- [YOUR GOAL]: Reproduce the material exactly, omitting nothing.

- [Excerpt from a dataset]:

+ + + +

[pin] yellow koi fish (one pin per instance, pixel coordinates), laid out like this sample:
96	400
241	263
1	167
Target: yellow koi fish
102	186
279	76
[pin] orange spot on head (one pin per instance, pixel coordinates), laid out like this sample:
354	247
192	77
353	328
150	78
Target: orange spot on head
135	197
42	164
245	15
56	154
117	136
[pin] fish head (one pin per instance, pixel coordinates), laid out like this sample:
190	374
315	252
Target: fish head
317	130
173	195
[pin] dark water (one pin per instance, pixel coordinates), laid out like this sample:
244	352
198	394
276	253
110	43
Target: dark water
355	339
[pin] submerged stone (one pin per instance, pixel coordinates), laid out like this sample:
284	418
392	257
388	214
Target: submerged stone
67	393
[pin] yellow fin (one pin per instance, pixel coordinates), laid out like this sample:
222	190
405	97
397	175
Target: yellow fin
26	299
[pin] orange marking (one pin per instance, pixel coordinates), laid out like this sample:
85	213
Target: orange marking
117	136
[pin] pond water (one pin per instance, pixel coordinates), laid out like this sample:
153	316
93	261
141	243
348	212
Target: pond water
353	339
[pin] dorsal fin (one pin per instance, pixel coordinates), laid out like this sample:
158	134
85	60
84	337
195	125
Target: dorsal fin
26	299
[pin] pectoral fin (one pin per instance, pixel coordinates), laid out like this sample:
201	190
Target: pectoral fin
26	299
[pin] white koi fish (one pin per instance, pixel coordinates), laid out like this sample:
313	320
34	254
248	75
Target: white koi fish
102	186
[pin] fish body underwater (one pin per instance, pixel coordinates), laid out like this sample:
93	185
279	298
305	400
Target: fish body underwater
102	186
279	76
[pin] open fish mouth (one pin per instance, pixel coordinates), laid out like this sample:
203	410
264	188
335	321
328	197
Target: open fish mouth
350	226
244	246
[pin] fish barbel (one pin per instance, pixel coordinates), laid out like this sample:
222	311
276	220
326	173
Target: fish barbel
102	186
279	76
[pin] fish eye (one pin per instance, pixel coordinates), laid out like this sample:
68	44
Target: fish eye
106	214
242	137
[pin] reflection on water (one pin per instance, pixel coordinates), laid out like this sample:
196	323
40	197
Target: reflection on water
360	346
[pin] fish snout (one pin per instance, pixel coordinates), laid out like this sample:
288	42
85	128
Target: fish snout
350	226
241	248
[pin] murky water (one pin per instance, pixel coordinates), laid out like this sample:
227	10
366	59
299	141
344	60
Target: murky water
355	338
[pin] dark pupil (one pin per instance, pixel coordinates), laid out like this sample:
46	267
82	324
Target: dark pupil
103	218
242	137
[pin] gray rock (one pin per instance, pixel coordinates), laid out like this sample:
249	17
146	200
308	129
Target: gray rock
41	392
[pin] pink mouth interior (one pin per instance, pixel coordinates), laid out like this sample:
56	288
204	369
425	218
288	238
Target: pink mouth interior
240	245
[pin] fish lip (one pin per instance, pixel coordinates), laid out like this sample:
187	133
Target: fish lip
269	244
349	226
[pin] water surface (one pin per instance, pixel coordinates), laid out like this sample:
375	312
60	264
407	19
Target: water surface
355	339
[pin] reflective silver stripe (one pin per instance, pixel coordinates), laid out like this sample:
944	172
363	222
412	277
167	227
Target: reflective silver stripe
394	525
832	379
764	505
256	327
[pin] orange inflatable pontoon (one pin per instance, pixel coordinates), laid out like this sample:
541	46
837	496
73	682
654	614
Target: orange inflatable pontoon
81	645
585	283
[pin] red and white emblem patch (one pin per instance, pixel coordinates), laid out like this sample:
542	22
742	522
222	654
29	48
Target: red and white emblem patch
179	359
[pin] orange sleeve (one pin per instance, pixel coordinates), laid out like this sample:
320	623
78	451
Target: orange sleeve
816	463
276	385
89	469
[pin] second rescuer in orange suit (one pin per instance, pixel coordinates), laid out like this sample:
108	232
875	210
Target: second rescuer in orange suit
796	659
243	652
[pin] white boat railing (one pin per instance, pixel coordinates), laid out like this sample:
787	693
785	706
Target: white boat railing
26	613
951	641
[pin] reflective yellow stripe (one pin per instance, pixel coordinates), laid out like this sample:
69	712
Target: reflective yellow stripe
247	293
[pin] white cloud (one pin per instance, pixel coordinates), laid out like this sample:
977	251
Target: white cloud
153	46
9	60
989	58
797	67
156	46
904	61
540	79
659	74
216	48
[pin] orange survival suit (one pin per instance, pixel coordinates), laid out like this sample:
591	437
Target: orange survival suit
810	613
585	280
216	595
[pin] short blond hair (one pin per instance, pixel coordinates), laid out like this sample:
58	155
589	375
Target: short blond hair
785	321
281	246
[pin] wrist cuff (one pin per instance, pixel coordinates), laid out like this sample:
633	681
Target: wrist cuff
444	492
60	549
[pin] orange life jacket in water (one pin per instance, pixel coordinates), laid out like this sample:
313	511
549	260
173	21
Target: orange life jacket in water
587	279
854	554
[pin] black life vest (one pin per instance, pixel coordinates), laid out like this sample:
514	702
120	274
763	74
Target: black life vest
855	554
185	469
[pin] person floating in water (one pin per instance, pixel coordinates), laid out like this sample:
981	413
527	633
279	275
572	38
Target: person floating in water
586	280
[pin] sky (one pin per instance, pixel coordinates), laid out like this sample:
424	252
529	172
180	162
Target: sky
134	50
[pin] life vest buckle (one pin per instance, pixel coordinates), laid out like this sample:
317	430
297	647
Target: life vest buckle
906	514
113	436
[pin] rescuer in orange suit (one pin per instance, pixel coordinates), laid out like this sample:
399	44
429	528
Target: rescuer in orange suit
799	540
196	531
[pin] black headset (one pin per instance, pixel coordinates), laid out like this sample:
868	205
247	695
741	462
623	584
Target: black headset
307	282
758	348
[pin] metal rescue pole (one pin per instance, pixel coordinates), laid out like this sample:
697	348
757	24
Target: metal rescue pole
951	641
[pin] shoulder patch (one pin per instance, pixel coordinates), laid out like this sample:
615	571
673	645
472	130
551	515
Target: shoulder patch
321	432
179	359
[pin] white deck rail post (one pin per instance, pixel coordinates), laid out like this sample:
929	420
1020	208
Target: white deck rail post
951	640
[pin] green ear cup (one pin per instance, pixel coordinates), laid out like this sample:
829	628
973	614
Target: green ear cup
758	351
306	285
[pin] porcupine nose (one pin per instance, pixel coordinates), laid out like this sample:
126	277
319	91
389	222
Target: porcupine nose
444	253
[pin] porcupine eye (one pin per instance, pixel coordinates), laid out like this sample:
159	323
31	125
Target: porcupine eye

+ + + +

- [WRITTEN REPLY]:
[pin] yellow koi fish (one pin per instance, pixel coordinates), laid out like this sample:
96	400
241	263
1	167
Target: yellow koi fish
102	186
279	76
[pin] orange spot on head (one pin per instance, pixel coordinates), laid out like this sample:
354	247
192	77
353	328
150	78
Target: orange spot on head
135	197
42	164
245	15
56	154
117	136
[pin] fish head (one pin per instance, pixel coordinates), laid out like this sample:
190	374
315	252
Target: fish head
317	130
173	195
[pin] dark water (one pin per instance, pixel coordinates), laid out like this sample:
244	352
198	394
276	253
110	43
Target: dark water
355	339
[pin] submerged stone (one pin per instance, pixel coordinates), laid out like this sample:
284	418
392	257
388	214
Target: submerged stone
67	393
[pin] yellow fin (one pin per instance, pixel coordinates), laid out like this sample:
222	190
405	97
397	175
Target: yellow fin
26	299
[pin] orange marking (one pin per instance, pixel coordinates), laid out like this sample:
85	213
Target: orange marking
117	136
[pin] pond water (one pin per instance, pixel coordinates), laid out like this sample:
153	316
93	261
141	243
348	212
Target: pond water
353	339
[pin] dorsal fin (one pin per instance, pixel coordinates), laid out like this sample:
158	134
85	60
84	337
195	125
Target: dorsal fin
26	299
[pin] pectoral fin (one pin per instance, pixel coordinates), laid out like this sample:
201	190
Target: pectoral fin
26	299
[pin] white koi fish (one pin per instance, pixel coordinates), laid out like this sample:
313	320
34	254
248	75
Target: white koi fish
102	186
[pin] fish body underwater (one pin per instance, pixel coordinates), laid out like this sample:
93	185
279	298
305	400
Target: fish body underwater
102	186
279	76
[pin] open fish mouth (one pin per instance, pixel coordinates), laid out like this sample:
203	410
264	188
335	321
328	197
Target: open fish mouth
350	226
244	246
[pin] fish barbel (one pin per instance, pixel coordinates), laid out like this sample:
222	311
276	220
326	173
Target: fish barbel
102	186
279	76
[pin] fish eye (one pin per instance, pixel coordinates), laid out like this sample:
68	44
Target: fish eye
106	214
242	137
[pin] reflection on water (one pin per instance, pixel coordinates), laid out like this sample:
196	323
40	197
Target: reflection on water
360	346
[pin] fish snout (one pin per instance, pixel coordinates), laid out like this sample:
288	42
85	128
Target: fish snout
350	226
241	248
[pin] murky water (one pin per instance, pixel coordinates), laid out like this sample:
227	10
366	59
299	141
344	60
Target: murky water
355	338
[pin] dark pupil (one pin per instance, pixel coordinates), laid out like this sample:
46	267
82	324
Target: dark pupil
103	218
242	137
[pin] gray rock (one pin per instance, pixel coordinates), laid out like this sample:
249	17
146	200
308	129
Target: gray rock
41	392
[pin] pink mouth interior (one pin per instance, pixel coordinates), laid out like this sample:
56	288
204	369
425	218
288	238
Target: pink mouth interior
240	245
[pin] fish lip (one pin per instance, pixel coordinates), laid out like this sample:
187	133
Target: fish lip
269	244
349	226
[pin] water surface (one pin per instance, pixel coordinates), laid out like this sample:
375	312
60	264
407	19
Target: water surface
355	339
[pin] reflective silver stripe (one pin per instance, pixel coordinates), laid out like this sample:
944	172
363	222
412	277
167	227
Target: reflective silver stripe
394	525
832	379
764	505
256	327
[pin] orange inflatable pontoon (one pin per instance, pixel coordinates), laid out like this sample:
541	46
837	496
73	682
654	614
Target: orange inflatable pontoon
81	645
585	283
[pin] red and white emblem patch (one pin per instance, pixel coordinates), laid out like this sample:
542	22
742	522
222	654
29	48
Target: red and white emblem patch
179	359
[pin] orange sleeve (one pin per instance, pixel coordinates), laid out like this sample:
320	623
78	451
Target: orange sleeve
816	463
276	385
89	469
[pin] second rescuer in orange suit (one pin per instance, pixel coordinates), laid out like this sample:
108	232
875	210
Target: second rescuer in orange suit
796	659
243	652
[pin] white boat railing (one pin per instance, pixel coordinates), laid out like this sample:
787	693
785	706
Target: white boat railing
26	613
951	641
[pin] reflective yellow stripe (one pin per instance, pixel coordinates), laid out like this sample:
69	712
Target: reflective yellow stripe
247	293
[pin] white cloud (one pin per instance, pixel coordinates), laid out like this sample:
977	251
Target: white cloud
153	46
9	60
989	58
797	67
156	46
904	61
540	79
659	74
216	48
[pin] orange survival suit (one pin per instance, pixel coordinates), laid out like this sample:
591	437
Target: orange survival suit
810	613
585	280
216	595
[pin] short blond hair (one pin per instance, pixel coordinates), laid out like this sample:
58	155
589	375
Target: short blond hair
785	321
281	246
[pin] wrist cuff (one pin per instance, pixel coordinates), laid out like this sample:
633	681
Target: wrist cuff
444	492
60	549
[pin] orange life jacket in water (one pin per instance, pixel coordinates), laid out like this sample:
313	511
549	260
173	21
Target: orange life jacket in water
587	279
854	554
[pin] black life vest (one pin per instance, pixel coordinates), laid out like this sample:
514	702
120	274
763	74
Target: black life vest
855	554
185	469
[pin] person floating in water (one pin per instance, pixel coordinates), laid out like this sample:
981	413
527	633
279	275
572	38
Target: person floating in water
586	280
[pin] sky (one pin per instance, pixel coordinates), laid out like this sample:
424	252
529	172
180	162
Target: sky
134	50
[pin] life vest buckle (one pin per instance, pixel coordinates), laid out like this sample:
317	430
297	647
Target: life vest buckle
906	514
113	436
[pin] rescuer in orange suit (one pin per instance, pixel coordinates), laid out like this sample:
399	44
429	528
Target: rescuer in orange suit
799	540
196	531
[pin] black headset (one pin per instance, pixel coordinates), laid out like this sample:
868	205
247	695
741	462
623	584
Target: black headset
307	282
758	348
[pin] metal rescue pole (one pin per instance, pixel coordinates), laid out like this sample:
697	348
757	24
Target: metal rescue pole
951	641
[pin] shoulder patch (one pin per instance, pixel coordinates), laid out like this sample:
615	571
673	645
472	130
551	515
Target: shoulder patch
321	432
179	359
[pin] white deck rail post (one pin per instance, pixel coordinates), laid out like this sample:
929	420
1020	208
Target: white deck rail post
951	640
[pin] green ear cup (one pin per instance, pixel coordinates), laid out like this sample:
829	628
973	614
Target: green ear cup
758	351
306	285
[pin] porcupine nose (one pin per instance, pixel coordinates), laid out like this sample:
126	277
319	91
389	222
Target: porcupine nose
444	253
[pin] porcupine eye (one pin per instance, pixel coordinates), laid out like this sample:
159	323
31	125
Target: porcupine eye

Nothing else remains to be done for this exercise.